Though Schwarzenberg emerged as a surprisingly strong contender for the presidency in January, the ODS candidate finished in eight place with less than 2.5% of the vote in the first round of the presidential election.  The party remains relatively unpopular after implementing an all-too-familiar austerity program of tax increases, budget cuts and reductions in government services alongside an economy that contracted by an estimated 1% in 2012 and that features a rising unemployment rate that’s currently at 7.3%. The fantastic scandal over the past week that’s now ended Nečas’s career came when the ČSSD was already in a strong position in advance of the next parliamentary elections — polls show the ČSSD with a wide lead.  One poll last month gave the ČSSD 24% support, with the more leftist (though increasingly a potential ČSSD coalition ally) Komunistická strana Čech a Moravy (KSČM, Communist Party of Bohemia and Moravia) far behind in second place with just 10.5% support, with TOP 09 at 9.5% support and the ODS with 9% support.

The tasks:
1. Extract every line of the rows that contains the string "snowy", treating uppercase and lowercase as different.
2. Resume the Czech politics passage from the point where it stops.
The Czech politics passage and the rows have separate, unrelated sources.

Input:
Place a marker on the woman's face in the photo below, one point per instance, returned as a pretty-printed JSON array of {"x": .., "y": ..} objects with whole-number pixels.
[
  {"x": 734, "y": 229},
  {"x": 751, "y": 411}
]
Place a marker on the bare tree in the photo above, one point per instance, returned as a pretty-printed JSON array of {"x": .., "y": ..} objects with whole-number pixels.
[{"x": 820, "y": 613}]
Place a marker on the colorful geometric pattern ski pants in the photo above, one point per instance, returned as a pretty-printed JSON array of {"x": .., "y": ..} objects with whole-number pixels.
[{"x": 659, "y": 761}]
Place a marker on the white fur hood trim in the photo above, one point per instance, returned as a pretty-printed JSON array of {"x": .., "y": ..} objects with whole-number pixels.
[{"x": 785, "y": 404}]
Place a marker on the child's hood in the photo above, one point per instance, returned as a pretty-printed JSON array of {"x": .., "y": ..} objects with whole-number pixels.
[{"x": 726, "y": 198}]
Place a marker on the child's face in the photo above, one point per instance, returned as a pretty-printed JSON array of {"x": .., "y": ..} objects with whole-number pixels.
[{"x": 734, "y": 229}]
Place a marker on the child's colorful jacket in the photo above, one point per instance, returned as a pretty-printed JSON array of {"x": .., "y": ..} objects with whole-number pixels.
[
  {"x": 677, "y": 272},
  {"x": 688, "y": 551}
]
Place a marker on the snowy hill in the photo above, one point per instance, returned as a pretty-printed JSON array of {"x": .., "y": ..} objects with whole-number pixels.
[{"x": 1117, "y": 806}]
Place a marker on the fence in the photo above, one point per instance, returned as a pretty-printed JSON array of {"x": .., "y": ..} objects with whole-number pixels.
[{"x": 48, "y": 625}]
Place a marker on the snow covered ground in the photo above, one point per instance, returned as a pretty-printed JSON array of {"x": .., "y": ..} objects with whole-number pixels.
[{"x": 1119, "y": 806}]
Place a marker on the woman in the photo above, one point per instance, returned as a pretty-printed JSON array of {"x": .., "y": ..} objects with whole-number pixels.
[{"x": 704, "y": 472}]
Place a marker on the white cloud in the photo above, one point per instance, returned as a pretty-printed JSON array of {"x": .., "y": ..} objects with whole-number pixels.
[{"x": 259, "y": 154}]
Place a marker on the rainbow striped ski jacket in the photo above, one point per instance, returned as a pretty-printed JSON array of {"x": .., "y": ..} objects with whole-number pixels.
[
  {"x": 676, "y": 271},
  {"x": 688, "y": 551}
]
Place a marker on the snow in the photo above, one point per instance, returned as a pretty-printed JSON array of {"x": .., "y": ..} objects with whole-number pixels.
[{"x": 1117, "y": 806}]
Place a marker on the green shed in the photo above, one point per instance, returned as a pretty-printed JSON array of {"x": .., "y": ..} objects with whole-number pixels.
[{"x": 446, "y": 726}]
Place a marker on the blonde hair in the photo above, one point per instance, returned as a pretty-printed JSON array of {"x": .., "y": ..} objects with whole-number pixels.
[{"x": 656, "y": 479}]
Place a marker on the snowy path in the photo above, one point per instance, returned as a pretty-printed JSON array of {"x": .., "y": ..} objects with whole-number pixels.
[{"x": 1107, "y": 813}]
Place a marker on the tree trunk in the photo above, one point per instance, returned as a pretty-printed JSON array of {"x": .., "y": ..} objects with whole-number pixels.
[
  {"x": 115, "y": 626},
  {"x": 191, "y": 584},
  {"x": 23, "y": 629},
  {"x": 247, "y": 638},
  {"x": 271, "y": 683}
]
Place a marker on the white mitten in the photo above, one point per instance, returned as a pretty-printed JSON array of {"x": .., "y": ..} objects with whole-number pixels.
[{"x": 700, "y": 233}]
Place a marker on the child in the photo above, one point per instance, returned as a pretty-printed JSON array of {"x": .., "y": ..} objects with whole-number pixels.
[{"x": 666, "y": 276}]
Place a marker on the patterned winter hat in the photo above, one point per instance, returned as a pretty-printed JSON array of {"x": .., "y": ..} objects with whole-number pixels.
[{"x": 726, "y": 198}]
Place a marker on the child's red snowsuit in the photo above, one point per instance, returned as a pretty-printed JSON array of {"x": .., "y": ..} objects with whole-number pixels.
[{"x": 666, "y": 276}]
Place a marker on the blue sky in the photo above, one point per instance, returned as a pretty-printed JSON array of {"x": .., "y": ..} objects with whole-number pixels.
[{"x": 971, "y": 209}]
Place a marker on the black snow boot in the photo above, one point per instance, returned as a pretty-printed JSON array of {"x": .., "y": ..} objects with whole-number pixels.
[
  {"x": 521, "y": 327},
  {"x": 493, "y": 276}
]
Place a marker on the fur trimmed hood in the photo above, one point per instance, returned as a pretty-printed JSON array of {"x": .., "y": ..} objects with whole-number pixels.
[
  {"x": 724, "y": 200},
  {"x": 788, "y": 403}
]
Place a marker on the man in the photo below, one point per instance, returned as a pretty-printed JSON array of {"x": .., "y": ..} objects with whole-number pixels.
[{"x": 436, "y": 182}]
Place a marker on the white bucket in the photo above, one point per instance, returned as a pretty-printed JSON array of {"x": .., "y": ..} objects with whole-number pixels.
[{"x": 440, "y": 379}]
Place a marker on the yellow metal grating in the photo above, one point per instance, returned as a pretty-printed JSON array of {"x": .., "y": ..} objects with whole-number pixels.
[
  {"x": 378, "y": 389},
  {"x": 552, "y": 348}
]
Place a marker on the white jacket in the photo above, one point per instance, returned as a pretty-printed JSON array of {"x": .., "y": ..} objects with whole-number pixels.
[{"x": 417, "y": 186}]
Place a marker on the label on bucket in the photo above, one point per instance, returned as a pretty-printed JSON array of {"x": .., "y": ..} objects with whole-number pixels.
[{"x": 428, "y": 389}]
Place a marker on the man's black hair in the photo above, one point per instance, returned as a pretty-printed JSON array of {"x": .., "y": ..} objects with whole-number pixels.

Task results:
1.
Place a marker on the snowy hill in the photo above, one point per instance, returned as a pretty-printed JSON array of {"x": .., "y": ..} objects with whole-number pixels.
Place a marker on the snowy path in the photo above, one point per instance, returned as a pretty-printed JSON array of {"x": .., "y": ..} objects with whole-number pixels.

2.
Zeman, who passed the 100-day mark of his presidency just last week, has taken an aggressive posture as president, convinced that the fact of his direct electoral mandate (unlike past presidents Václav Havel and Václav Klaus, who were elected indirectly by the Czech parliament) gives Zeman more authority to assert himself over the Czech government.  He immediately set out to boost Czech ties with the European Union by flying the EU flag at Prague Castle, the presidential residence, and signing amendments to the EU Treaty of Lisbon, both of which marked a 180-degree turn from the relatively antagonistic EU policy of Klaus, his immediate predecessor.  He’s also tangled with Schwarzenberg over the right to name the country’s ambassadors.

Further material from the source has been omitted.